((

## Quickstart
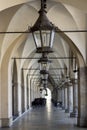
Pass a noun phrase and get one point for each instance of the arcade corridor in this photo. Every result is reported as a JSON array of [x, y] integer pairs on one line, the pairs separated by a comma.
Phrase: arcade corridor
[[43, 46], [45, 118]]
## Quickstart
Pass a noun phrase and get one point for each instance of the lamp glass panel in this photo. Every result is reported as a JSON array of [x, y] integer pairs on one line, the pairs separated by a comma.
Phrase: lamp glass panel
[[37, 38], [52, 38], [46, 38]]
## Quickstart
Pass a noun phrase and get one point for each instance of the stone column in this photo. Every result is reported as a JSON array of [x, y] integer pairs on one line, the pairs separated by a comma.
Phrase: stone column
[[82, 97], [75, 99], [70, 98], [65, 98]]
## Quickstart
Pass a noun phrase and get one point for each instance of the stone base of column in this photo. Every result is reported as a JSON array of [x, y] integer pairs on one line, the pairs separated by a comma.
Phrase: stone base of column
[[82, 122], [73, 114], [6, 122]]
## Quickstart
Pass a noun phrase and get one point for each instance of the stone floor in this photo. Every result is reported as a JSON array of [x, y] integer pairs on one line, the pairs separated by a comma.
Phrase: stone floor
[[45, 118]]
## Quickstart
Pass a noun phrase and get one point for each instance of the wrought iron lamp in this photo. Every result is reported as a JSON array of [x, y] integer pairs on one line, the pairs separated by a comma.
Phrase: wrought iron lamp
[[43, 31], [44, 62]]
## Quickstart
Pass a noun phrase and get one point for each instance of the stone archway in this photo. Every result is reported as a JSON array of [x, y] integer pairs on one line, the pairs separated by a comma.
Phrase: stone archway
[[14, 91]]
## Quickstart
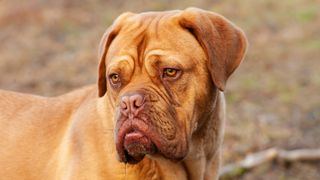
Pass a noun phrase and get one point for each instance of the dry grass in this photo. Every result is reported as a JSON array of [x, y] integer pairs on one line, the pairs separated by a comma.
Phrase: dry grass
[[49, 47]]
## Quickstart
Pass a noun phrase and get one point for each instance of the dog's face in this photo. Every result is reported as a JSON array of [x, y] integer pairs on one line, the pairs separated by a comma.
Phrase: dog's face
[[160, 71]]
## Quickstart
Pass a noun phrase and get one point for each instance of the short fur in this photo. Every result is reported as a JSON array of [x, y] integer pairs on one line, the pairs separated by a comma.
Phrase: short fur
[[80, 135]]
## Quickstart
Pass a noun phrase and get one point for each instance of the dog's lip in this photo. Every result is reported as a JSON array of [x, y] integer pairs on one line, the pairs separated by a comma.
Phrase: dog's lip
[[132, 142]]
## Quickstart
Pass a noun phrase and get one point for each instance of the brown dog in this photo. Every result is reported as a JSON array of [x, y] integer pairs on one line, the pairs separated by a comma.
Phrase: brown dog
[[158, 111]]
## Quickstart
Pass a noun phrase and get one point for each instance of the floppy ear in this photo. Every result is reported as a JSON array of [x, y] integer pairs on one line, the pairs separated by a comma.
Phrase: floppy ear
[[224, 43], [105, 43]]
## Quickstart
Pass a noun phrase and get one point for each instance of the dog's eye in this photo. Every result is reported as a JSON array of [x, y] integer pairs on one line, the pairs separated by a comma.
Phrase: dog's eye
[[114, 78], [170, 72]]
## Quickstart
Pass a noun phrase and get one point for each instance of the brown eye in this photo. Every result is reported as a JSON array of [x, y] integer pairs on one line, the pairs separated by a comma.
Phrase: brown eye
[[170, 72], [114, 78]]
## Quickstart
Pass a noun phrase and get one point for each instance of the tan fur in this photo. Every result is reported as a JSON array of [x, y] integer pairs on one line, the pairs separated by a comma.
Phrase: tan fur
[[72, 136]]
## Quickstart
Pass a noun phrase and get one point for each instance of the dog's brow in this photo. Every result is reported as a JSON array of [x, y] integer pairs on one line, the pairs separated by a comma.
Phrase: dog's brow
[[121, 59]]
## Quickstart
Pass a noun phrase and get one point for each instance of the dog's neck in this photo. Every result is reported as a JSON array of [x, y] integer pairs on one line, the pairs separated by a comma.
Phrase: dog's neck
[[196, 165]]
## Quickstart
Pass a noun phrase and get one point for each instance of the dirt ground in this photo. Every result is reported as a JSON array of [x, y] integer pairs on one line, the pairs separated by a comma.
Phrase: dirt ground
[[50, 47]]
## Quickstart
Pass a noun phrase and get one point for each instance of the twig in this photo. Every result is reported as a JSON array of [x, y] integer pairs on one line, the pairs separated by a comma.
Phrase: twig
[[272, 154]]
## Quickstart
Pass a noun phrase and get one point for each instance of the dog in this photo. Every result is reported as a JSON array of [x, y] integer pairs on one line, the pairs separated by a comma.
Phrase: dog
[[157, 111]]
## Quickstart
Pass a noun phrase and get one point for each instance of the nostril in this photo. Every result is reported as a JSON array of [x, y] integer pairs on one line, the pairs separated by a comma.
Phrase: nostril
[[137, 101], [123, 106], [124, 103]]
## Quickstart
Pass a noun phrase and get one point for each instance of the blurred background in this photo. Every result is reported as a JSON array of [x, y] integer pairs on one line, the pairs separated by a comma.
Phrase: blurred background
[[49, 47]]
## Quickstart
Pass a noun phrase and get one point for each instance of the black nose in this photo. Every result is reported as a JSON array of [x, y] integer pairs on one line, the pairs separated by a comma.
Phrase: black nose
[[132, 103]]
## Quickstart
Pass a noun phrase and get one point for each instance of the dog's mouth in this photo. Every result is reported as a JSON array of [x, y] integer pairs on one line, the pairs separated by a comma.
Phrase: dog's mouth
[[132, 145]]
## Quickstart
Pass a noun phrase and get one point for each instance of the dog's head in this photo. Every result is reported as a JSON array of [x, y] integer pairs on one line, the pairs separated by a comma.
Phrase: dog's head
[[161, 72]]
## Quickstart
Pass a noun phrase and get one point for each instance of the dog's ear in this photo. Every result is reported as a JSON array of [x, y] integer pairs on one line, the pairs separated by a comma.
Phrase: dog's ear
[[224, 43], [105, 43]]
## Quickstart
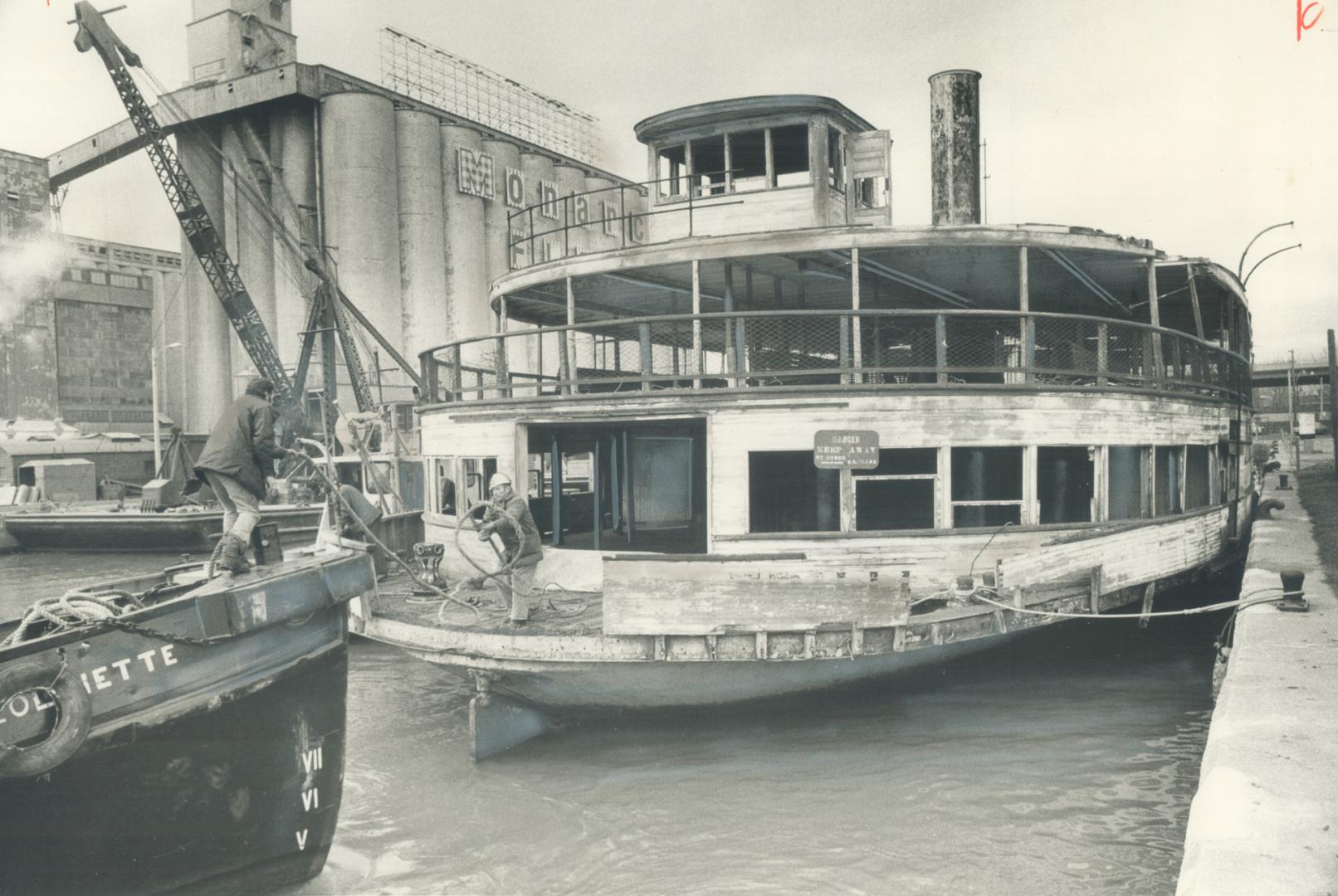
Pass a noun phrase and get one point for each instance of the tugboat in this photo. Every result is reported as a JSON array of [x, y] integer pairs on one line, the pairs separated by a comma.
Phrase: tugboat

))

## Task details
Please quote the lines of the material, beginning with the first and ending with the one that contains "of the arcade", exactly as written and without any pictures.

## Your solution
## Quickstart
Pass a noun phrase and get one point for each instance of the arcade corridor in this photo. Every result is reported as a JSON array of [x, y] integer pairs on one line, the pairs separated by a comma.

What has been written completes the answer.